§ WHAT YOU HAVE TO DO
Give only the number of lines in the data that include the string "below".
[[ DATA SUPPLIED, beginning ]]
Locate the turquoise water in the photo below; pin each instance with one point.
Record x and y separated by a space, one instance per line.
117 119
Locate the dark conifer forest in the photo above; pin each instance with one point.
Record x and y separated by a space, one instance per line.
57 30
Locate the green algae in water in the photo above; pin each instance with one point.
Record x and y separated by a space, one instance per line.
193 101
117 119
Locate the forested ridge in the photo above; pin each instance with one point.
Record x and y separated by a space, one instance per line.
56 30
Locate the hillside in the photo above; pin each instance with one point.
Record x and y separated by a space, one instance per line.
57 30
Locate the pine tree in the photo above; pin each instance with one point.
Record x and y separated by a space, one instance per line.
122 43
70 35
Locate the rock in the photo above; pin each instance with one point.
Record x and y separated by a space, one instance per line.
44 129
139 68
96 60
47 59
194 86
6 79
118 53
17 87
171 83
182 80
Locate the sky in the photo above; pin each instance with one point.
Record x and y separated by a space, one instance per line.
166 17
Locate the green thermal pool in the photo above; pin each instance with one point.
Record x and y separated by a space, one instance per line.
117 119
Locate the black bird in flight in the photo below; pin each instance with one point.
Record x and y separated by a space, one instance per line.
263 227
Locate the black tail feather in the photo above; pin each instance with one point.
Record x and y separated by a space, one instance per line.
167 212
[[ DATA SUPPLIED, end ]]
[[ DATA SUPPLIED, beginning ]]
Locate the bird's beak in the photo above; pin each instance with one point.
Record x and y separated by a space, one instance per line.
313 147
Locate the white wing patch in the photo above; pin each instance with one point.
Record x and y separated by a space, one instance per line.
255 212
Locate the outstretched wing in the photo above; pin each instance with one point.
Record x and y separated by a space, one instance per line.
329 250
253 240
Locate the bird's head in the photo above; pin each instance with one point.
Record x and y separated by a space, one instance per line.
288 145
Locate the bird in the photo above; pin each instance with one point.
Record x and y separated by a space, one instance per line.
[[ DATA SUPPLIED, end ]]
[[ DATA SUPPLIED, beginning ]]
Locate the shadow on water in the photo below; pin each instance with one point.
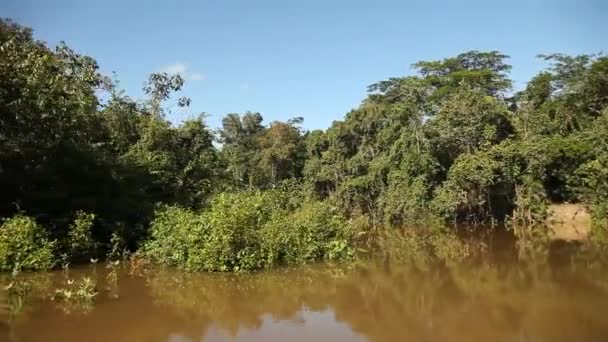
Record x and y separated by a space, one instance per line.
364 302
[[ DATA SUPPLIED, end ]]
§ SOLUTION
3